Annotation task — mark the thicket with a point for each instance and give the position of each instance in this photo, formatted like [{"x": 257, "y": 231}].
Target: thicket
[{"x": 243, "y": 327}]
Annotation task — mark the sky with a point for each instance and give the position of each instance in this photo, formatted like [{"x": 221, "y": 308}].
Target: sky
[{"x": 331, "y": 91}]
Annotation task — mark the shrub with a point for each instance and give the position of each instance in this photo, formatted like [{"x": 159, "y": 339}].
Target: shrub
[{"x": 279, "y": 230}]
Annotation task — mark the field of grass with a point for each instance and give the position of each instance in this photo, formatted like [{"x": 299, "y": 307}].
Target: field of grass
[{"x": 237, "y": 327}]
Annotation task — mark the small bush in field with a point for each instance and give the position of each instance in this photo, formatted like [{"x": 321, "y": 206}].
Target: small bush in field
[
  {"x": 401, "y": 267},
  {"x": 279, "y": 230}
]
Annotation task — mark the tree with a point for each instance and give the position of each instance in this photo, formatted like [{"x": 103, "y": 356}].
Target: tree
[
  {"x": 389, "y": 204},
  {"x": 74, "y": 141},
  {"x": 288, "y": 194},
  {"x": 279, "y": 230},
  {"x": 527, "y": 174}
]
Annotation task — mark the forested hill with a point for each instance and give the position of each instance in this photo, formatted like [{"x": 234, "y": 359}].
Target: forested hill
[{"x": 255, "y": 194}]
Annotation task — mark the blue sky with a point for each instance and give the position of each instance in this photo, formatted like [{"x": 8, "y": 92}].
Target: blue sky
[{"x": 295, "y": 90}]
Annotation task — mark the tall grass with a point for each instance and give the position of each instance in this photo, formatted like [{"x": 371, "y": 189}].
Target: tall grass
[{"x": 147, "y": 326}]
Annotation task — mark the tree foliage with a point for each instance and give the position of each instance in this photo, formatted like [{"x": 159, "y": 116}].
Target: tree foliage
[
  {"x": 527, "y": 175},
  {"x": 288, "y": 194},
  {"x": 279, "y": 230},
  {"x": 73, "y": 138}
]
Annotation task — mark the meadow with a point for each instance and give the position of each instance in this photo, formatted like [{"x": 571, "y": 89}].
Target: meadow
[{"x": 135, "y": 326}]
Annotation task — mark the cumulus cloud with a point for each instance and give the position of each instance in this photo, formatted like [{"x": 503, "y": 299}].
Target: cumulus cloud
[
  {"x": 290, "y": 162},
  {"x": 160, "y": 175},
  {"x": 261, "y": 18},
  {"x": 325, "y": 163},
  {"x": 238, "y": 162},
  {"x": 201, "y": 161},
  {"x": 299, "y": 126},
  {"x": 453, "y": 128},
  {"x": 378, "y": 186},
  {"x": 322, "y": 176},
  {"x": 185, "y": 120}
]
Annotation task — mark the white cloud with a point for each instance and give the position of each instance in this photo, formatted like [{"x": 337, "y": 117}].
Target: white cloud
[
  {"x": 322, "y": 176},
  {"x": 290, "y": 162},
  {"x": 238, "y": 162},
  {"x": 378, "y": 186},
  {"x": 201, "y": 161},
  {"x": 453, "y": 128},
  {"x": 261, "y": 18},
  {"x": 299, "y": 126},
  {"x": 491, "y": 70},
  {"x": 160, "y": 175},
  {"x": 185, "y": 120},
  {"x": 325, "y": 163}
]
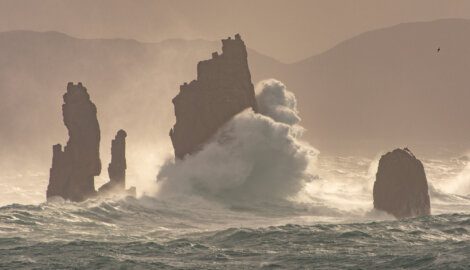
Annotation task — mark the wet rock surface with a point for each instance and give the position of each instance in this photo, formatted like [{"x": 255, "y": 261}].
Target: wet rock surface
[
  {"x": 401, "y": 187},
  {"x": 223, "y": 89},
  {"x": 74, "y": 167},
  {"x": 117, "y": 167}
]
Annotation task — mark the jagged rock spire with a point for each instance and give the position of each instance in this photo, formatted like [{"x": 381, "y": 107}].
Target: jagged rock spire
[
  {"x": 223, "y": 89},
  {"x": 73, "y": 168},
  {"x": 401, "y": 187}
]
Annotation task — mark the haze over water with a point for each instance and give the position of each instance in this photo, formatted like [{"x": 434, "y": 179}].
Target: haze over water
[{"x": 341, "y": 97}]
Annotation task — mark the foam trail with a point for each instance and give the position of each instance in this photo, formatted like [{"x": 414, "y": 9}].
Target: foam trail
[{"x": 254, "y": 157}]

══════════

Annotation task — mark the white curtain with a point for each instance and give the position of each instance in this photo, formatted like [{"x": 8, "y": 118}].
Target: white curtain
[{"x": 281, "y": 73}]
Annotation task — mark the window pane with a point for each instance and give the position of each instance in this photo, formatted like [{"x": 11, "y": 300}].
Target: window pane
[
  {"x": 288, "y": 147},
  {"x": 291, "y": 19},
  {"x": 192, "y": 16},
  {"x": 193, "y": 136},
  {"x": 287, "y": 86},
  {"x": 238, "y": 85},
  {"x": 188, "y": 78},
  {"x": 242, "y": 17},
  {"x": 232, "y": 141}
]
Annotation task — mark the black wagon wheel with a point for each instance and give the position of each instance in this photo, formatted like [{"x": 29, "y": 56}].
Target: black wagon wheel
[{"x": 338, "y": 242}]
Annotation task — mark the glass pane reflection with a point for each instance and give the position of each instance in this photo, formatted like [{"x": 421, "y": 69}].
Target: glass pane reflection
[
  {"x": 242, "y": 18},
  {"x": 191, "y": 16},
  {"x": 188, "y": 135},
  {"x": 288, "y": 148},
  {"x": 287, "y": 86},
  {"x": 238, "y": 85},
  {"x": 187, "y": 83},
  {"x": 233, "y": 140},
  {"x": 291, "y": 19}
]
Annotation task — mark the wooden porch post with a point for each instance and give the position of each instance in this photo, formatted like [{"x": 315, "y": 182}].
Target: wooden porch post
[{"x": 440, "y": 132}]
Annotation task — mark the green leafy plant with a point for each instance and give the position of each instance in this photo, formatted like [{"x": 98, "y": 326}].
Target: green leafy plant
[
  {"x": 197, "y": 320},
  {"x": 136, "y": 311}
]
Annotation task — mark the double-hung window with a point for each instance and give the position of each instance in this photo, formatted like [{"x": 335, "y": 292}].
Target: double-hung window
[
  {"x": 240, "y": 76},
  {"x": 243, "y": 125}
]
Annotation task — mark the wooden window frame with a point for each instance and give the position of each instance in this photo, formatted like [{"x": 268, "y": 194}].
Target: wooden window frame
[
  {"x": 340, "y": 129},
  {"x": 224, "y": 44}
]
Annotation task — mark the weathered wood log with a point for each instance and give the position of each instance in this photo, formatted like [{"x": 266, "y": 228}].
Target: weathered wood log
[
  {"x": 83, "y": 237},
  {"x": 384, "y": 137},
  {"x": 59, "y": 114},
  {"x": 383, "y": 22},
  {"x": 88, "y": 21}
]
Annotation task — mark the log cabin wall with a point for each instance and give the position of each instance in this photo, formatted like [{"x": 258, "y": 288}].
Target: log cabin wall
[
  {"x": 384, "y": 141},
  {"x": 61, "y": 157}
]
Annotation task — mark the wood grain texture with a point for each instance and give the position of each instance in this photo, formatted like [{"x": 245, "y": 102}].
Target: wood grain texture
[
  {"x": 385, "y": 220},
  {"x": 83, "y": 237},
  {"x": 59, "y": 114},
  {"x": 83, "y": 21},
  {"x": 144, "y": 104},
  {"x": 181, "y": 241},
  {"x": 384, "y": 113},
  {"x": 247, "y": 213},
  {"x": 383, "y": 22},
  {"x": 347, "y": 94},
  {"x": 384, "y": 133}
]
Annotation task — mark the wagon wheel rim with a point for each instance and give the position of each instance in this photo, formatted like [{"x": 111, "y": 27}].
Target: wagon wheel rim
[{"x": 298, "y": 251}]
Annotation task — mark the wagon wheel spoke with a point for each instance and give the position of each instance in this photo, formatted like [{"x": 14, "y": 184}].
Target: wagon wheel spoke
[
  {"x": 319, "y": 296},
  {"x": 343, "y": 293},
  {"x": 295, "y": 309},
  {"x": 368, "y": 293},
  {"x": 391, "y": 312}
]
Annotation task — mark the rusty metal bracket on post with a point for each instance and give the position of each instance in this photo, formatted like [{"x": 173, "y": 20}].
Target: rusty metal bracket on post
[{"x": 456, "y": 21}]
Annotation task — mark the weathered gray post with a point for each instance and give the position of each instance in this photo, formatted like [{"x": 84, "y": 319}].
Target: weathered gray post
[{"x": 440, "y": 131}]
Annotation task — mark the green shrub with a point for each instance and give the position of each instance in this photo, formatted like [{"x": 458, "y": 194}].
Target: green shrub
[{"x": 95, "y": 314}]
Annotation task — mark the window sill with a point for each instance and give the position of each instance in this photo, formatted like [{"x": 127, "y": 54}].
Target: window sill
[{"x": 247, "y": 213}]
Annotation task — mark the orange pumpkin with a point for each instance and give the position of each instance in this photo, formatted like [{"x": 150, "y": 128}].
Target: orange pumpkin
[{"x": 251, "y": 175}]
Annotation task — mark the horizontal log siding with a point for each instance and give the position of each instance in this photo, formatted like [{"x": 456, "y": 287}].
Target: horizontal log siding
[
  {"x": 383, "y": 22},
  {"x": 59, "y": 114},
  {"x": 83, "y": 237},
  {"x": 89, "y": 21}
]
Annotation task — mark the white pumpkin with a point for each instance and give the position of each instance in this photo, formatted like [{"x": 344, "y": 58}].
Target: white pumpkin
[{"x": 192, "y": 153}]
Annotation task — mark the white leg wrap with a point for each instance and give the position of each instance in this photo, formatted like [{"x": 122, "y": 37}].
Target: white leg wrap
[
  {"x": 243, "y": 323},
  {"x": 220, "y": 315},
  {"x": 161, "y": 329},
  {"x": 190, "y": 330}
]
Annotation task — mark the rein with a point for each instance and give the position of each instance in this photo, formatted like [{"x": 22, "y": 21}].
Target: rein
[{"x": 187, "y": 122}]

══════════

» Set exercise
Count the lines in the data above that contain the string "plant", with case counting, and reply with the number alone.

» The answer
2